* **EXERCISE REQUIREMENTS**:
A) According to the button and zipper size guide, which button size is traditionally used for double breasted jacket fronts?
B) Carry on the button and zipper size guide from the point where it stops.

* **ARTICLE**:
════════════════════

Resources & Tips

Average measurements and traditional uses for the most common button sizes are as follows. This list can also be found in an expanded form on each page where you can buy buttons, below the Technical Specs and Shipping & Returns info. 

14 Line (9mm, 3/16") Button-down shirt collars
16 Line (10mm, 3/8") Button-down shirt collars
18 Line (11.4mm, 7/16") Shirt fronts and sleeves
24 Line (15mm, ~9/16") Suit jacket sleeves, vests or pants
30 Line (19mm, 3/4") Single breasted jacket fronts
32 Line (20mm, ~13/16") Single breasted jacket fronts
36 Line (23mm, ~7/8") Double breasted jacket fronts
40 Line (25mm, 1") Overcoats
44 Line (28mm, 1 1/8") Overcoats

In general, the size of the zipper is the width in millimeters of the teeth when closed. The larger the zipper, the larger the number. So, for example, a zipper that's a #3 will probably have teeth that are 3mm wide, a zipper that's a #5 will likely have ~5mm teeth, and zipper that's a #8 or #10 will have approximately corresponding teeth too. However, these are general guidelines, so refer to the actual zipper for accurate measurements, as they can vary by about 1-2mm. 
More general zipper info: 
- Zippers in sizes 1-4 are Small. Good for skirts, pants, bodices, dresses, small bags, pillows and cushions. 
- Zippers sized 5-7 are Medium. Best for jackets, coats, purses, and bags of many kinds. 
- Zippers sized 8-10 are Large. Use for heavy duty stuff, like really bulky clothing, bags and upholstery. 

It's easy to put set-in hooks into fabric with just a pair of pliers. Set-in hooks are best used where there is more than one layer of fabric, like in a waistband, so that the "wrong" side of the hooks always lives between layers of fabric.

════════════════════

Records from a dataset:

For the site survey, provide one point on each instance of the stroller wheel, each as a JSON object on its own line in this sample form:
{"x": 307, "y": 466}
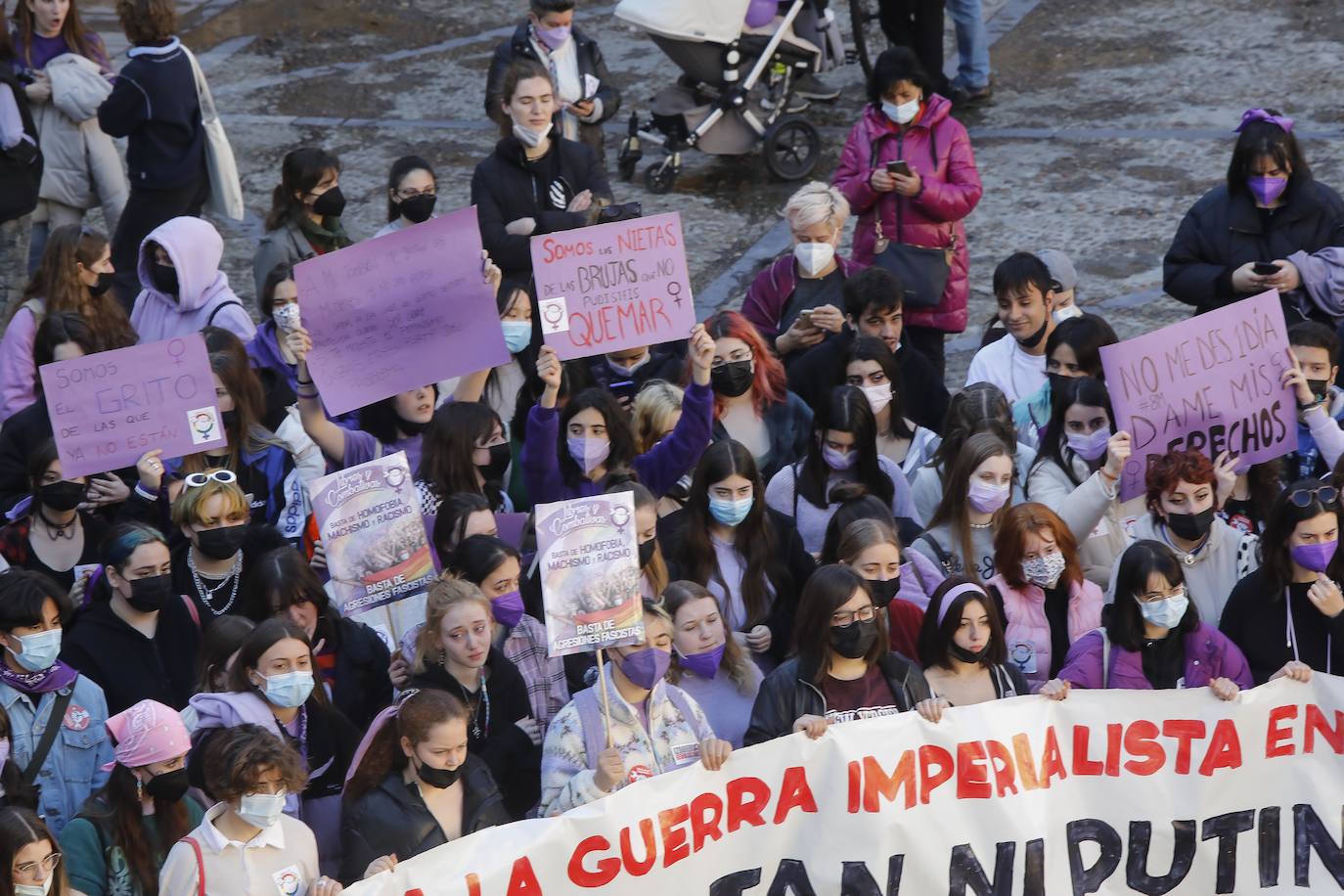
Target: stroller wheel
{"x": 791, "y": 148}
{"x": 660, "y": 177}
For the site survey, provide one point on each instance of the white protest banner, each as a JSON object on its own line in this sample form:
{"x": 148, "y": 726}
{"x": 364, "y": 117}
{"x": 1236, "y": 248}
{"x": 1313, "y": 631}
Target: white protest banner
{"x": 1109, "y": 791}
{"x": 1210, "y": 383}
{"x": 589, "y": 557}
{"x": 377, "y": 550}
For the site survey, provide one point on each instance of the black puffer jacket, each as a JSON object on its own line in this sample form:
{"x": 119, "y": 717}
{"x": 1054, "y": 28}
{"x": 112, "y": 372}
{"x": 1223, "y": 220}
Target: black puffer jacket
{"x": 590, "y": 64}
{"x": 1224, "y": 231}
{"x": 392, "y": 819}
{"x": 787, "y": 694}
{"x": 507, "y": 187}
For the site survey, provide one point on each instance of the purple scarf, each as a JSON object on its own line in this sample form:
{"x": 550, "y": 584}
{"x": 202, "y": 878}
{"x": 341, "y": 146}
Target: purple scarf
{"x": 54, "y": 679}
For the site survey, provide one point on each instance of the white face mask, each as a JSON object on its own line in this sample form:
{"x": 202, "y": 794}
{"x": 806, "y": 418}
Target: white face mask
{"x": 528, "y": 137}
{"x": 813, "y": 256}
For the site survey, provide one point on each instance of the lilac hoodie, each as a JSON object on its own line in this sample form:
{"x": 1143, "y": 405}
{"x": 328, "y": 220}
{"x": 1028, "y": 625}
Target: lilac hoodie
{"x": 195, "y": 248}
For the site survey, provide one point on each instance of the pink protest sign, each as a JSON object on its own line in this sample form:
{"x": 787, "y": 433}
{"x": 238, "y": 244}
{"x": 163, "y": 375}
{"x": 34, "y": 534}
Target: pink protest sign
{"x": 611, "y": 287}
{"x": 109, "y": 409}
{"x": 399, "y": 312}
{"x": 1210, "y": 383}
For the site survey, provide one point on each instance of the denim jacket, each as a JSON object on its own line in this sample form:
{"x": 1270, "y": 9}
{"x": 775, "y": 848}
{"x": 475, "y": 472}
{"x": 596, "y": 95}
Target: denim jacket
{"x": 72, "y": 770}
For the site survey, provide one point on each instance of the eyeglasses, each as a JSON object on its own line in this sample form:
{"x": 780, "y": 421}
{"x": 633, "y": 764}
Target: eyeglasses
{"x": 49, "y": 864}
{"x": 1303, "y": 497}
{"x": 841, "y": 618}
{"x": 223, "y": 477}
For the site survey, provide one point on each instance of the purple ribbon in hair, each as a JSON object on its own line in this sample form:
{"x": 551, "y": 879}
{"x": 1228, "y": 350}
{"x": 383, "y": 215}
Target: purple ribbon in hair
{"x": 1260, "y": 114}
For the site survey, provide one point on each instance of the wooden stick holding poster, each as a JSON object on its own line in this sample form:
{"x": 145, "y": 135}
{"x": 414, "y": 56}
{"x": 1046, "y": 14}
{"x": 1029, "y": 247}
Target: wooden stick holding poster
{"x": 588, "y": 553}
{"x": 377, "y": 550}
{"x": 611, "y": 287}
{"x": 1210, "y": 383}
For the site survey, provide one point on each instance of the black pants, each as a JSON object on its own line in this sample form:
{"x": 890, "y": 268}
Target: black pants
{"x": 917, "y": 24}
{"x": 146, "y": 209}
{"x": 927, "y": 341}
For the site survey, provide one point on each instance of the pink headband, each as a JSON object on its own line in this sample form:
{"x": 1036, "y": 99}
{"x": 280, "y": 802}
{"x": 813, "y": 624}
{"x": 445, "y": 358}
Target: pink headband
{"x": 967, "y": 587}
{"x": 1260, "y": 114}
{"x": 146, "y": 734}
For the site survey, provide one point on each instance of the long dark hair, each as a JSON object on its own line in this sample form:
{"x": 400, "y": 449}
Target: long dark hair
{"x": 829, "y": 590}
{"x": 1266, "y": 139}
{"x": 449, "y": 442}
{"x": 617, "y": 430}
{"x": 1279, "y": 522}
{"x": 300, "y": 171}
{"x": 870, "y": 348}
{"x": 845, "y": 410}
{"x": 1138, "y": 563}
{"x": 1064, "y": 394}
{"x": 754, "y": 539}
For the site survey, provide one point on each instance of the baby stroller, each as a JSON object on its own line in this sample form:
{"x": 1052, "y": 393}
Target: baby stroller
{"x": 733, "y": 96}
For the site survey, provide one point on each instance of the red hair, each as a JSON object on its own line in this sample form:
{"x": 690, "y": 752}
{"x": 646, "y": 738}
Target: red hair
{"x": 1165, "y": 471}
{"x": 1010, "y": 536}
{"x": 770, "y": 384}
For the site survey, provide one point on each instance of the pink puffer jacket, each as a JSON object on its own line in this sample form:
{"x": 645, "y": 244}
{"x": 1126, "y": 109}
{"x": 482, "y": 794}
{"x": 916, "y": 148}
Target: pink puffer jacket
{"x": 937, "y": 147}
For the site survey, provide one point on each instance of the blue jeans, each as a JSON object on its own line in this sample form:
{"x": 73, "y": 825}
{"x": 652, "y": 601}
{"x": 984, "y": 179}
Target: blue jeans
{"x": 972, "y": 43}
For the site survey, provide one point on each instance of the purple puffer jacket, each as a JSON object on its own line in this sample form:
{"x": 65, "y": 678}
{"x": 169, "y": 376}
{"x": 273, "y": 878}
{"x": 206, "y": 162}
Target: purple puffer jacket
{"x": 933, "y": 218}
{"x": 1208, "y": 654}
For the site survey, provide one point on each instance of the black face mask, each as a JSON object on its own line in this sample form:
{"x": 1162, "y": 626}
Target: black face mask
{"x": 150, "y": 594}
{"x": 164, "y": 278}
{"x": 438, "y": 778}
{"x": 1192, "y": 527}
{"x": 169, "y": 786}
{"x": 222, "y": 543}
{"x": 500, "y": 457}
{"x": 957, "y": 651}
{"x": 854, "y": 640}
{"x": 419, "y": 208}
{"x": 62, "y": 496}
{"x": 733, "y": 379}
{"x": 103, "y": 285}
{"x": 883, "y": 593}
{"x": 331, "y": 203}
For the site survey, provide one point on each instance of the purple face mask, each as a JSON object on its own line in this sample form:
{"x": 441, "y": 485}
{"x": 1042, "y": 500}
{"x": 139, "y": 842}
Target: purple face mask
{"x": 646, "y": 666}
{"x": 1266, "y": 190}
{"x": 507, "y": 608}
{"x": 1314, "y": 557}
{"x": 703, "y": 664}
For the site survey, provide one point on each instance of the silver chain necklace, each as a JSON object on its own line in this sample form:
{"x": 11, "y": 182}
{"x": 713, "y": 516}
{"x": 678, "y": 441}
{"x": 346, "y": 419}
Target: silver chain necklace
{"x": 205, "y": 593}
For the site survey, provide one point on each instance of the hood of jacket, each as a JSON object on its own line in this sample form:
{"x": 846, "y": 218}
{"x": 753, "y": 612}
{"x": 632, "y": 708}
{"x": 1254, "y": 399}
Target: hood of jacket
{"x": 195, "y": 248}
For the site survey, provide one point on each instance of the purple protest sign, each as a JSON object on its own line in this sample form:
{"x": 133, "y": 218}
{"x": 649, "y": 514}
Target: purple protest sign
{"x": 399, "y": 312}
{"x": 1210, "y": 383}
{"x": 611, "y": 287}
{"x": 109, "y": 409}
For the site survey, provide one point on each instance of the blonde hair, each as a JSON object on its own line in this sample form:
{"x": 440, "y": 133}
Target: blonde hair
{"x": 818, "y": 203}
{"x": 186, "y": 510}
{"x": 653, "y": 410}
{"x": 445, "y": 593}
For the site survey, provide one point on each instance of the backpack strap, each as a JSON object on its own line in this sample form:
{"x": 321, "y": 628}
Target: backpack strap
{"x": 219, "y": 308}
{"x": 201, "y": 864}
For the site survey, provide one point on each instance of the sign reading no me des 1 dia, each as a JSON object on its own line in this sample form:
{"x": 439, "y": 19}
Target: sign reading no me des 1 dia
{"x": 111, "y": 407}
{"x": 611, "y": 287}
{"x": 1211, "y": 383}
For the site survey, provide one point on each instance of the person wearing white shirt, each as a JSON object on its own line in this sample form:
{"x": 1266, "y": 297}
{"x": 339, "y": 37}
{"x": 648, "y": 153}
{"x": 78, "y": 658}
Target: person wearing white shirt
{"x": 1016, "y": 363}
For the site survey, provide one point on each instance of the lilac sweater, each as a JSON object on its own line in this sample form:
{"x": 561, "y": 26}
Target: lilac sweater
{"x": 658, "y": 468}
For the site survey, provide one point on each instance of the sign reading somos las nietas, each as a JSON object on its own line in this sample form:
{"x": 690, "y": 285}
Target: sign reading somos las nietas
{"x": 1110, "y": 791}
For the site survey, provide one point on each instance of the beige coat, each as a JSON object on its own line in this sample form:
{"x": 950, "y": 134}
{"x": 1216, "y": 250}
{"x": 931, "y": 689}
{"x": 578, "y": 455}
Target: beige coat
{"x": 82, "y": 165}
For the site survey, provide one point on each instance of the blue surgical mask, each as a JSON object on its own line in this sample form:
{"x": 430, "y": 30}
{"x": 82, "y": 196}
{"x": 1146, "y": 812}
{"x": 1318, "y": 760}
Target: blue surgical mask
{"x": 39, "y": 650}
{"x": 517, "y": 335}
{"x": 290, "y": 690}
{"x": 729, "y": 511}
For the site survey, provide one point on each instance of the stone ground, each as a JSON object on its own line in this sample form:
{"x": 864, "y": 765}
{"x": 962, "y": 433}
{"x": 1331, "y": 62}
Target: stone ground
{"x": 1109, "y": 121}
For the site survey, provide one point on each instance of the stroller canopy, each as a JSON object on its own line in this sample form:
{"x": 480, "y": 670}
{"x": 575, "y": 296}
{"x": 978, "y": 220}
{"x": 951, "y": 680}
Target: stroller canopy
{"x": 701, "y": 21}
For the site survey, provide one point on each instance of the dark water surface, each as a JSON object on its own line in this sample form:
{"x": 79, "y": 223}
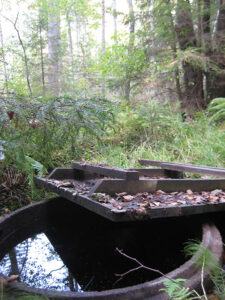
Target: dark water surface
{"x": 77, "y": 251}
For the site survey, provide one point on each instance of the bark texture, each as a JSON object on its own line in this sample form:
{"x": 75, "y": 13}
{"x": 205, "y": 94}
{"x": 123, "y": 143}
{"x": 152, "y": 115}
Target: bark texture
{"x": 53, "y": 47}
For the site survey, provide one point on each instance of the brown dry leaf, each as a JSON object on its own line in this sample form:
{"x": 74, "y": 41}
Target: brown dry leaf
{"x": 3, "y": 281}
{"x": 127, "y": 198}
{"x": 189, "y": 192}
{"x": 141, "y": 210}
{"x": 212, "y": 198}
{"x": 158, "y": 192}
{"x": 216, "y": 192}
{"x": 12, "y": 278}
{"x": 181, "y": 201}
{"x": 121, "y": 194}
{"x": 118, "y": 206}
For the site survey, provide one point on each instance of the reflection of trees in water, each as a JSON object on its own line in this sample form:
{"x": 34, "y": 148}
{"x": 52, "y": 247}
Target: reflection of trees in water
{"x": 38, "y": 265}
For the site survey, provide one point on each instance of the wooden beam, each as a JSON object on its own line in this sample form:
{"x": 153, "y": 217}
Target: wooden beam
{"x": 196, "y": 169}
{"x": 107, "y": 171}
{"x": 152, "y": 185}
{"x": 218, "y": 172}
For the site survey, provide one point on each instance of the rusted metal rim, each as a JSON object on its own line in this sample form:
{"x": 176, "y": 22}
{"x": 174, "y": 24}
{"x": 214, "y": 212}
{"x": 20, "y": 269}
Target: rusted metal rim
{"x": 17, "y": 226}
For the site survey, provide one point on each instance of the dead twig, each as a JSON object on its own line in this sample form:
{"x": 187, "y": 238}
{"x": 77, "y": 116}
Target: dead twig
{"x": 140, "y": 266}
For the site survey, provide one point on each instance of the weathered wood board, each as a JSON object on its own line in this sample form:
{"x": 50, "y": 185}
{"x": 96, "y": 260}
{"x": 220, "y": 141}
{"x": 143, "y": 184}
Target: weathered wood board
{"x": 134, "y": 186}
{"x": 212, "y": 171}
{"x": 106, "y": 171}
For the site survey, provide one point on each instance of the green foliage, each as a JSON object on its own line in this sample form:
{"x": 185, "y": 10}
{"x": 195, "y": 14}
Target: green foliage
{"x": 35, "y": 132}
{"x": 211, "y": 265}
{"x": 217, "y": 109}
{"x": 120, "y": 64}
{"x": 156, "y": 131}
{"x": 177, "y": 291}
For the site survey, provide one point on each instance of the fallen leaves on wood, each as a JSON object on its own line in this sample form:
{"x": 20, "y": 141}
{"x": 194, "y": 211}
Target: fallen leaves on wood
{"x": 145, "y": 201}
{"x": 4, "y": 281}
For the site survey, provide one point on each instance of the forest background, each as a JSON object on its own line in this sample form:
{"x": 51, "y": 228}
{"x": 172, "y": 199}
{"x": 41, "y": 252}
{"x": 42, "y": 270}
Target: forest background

════════════════════

* **RESPONSES TO THE TASKS**:
A) 36 Line (23mm, about 7/8")

B)
1. Mark your fabric where you want the prongs of the hook and bar to push through the fabric. 
2. Hold the top overlap of your fabric and push the 4 prongs of the hook from the innermost layer of fabric to the center of the fabric layers so that the prongs end up between the layers of fabric. (If there are two layers, push the prongs through one of them.)
3. Place the square silver backing piece between the layers of fabric and just inside the prongs. Using a small pair of pliers, wrap the prongs around the metal so that the hook is held in place not just by fabric, but also by metal. 
4. Hold the underlap of your fabric and push the 2 prongs of the bar side from the outer layer of fabric through to the center.
5. Place the narrow backing piece between the layers of fabric so that the prongs insert through the holes.Using a small pair of pliers, wrap the prongs around the metal so that the hook is held in place not just by fabric, but also by metal. 

If you don't get the placement just right the first time, unfold the prongs and set again!



INSTRUCTIONS FOR INVISIBLE SEPARATING ZIPPERS

We sell invisible separating zippers in a number of lengths, such as here.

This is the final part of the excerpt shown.